- **Set task**: Beginning at the line that contains "# test: locate() drops one marker on the curly", reproduce every line to the end of the material without changing any of them.

- **Record extracts**:
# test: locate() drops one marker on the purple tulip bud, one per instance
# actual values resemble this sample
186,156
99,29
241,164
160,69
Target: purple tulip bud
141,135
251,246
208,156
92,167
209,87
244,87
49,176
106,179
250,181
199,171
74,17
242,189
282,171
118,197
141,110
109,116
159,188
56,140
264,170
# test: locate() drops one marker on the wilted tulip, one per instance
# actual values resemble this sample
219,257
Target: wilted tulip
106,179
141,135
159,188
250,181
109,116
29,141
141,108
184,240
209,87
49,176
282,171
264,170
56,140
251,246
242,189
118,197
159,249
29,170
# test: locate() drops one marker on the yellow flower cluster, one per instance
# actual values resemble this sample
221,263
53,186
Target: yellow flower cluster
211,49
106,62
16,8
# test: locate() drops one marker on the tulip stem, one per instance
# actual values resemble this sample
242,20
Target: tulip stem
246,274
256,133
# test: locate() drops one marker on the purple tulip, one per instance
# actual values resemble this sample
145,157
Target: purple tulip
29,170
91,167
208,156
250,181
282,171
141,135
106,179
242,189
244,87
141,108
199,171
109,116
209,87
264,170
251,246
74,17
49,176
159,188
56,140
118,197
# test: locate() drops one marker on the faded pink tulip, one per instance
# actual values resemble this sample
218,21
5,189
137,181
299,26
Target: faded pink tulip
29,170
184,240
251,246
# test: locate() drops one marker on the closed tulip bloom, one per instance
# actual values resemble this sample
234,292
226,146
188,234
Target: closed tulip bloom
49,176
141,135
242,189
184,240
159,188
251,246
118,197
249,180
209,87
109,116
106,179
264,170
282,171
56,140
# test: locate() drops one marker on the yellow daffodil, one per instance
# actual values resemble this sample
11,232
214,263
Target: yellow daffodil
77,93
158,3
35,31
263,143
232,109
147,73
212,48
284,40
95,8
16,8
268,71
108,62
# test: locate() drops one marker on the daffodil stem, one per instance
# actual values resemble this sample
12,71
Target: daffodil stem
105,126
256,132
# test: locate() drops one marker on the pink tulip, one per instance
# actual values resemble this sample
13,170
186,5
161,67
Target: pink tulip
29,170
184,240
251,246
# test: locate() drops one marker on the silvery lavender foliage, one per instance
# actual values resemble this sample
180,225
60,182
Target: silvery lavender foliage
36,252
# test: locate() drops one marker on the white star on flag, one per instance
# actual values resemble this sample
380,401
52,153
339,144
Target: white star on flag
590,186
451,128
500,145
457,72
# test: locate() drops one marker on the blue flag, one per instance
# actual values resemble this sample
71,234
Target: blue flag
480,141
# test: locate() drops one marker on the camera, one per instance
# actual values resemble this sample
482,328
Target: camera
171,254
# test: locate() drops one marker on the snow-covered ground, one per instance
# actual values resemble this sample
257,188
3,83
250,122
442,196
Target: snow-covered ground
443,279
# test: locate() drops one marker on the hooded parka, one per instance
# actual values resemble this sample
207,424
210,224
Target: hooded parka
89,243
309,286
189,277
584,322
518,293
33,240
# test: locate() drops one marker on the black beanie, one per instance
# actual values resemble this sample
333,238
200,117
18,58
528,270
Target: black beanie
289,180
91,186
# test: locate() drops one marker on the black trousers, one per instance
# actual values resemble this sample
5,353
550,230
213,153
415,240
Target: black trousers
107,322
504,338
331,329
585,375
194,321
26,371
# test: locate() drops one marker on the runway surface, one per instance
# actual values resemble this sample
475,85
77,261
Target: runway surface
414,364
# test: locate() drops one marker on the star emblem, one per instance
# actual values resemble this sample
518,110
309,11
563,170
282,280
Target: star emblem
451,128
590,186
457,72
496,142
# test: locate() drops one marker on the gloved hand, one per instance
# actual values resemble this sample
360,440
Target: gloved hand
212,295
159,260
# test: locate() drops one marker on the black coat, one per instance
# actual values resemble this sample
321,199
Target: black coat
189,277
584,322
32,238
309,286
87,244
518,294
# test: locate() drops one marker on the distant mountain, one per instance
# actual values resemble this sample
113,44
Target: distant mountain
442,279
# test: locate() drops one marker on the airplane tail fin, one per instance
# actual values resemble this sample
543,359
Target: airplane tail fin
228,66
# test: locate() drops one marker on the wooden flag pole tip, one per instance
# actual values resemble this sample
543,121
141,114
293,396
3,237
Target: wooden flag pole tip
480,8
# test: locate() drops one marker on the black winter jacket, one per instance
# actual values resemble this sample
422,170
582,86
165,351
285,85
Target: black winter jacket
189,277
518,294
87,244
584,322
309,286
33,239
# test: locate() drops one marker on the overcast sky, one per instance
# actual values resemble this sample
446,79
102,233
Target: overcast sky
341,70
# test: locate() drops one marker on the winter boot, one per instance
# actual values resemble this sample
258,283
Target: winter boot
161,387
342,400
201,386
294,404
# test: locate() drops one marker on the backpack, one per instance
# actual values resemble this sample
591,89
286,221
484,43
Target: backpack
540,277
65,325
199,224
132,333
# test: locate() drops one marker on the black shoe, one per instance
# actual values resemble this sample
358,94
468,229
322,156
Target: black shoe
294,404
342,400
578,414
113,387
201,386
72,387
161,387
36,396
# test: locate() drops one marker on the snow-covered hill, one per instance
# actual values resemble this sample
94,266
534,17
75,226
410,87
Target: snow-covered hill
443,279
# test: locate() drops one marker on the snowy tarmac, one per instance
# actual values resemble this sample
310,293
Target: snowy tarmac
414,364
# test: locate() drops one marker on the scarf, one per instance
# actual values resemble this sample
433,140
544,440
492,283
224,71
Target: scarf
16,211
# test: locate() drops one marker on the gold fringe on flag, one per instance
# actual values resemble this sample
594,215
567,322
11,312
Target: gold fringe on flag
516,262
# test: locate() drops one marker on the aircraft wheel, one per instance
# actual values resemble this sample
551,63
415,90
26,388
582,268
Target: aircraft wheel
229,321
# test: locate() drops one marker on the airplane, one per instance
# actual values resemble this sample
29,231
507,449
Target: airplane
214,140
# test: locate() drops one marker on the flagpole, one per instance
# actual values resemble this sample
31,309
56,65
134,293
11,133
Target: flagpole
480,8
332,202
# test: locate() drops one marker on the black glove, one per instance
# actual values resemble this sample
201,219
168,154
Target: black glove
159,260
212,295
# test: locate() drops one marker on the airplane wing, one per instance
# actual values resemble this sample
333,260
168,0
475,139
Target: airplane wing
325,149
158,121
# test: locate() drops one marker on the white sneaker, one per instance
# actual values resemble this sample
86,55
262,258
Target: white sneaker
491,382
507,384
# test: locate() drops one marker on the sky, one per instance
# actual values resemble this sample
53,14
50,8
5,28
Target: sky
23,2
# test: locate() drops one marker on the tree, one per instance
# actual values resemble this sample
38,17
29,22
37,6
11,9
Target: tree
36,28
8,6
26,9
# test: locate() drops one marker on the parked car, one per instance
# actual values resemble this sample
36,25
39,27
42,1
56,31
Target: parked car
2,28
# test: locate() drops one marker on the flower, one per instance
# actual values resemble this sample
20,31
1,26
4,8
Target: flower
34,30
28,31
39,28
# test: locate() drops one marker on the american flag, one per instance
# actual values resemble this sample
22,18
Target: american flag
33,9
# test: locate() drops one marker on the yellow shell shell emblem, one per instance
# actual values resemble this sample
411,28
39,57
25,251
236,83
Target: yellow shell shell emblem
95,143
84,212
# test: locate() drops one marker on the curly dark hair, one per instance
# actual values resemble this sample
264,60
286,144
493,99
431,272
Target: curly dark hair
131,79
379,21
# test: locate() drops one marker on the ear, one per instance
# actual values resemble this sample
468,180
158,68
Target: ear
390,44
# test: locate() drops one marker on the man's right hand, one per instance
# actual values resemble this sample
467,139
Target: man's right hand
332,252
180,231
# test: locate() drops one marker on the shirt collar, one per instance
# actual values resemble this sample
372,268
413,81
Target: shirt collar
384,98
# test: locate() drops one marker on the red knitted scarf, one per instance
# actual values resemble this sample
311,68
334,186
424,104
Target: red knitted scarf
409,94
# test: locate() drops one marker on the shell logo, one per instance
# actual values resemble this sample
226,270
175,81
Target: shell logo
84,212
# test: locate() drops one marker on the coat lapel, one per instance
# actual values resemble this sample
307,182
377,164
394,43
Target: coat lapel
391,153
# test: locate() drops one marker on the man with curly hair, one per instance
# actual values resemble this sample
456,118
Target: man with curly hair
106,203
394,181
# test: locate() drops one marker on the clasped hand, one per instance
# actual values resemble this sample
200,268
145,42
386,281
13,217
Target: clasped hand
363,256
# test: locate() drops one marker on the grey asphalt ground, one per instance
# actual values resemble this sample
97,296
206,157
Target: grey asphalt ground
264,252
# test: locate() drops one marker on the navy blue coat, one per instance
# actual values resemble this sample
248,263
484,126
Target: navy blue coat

- **Written reply**:
# test: locate() drops one marker on the curly dark hair, one per instance
# actual values resemble this sample
264,60
286,144
493,99
431,272
Target: curly dark hair
131,79
379,21
# test: locate() drops one marker on the ear, one per instance
# actual values resemble this sample
468,180
158,68
Target: ear
390,44
# test: locate() drops one marker on the man's right hand, one per instance
# actual values resemble this sample
467,139
Target: man's right hand
332,252
180,231
# test: locate() drops one marker on the shirt collar, one per instance
# actual values resemble this sample
372,268
413,81
Target: shirt collar
384,98
# test: locate() drops one marker on the red knitted scarf, one per instance
# actual values resemble this sample
311,68
334,186
424,104
Target: red knitted scarf
409,94
# test: locate() drops one marker on the shell logo, one per instance
# actual values resemble this sample
226,270
175,81
Target: shell logo
84,212
# test: locate() drops one marker on the coat lapel, one per instance
# actual values resemble this sample
307,182
377,164
394,43
Target: coat lapel
391,153
# test: locate() drops one marker on the man with curly hair, one per instance
# actual values resemble this sample
456,118
Target: man with curly hair
106,203
394,181
# test: locate() drops one marker on the clasped hand, one per instance
# actual values resemble this sample
200,268
145,42
386,281
13,217
Target: clasped hand
363,256
# test: locate() drops one marker on the grey asphalt ground, one per instance
# actual values resemble this sample
97,296
206,157
Target: grey asphalt ground
264,252
# test: locate() drops one marker on the navy blue coat, one per instance
# actual values resemble this sample
248,263
484,126
Target: navy blue coat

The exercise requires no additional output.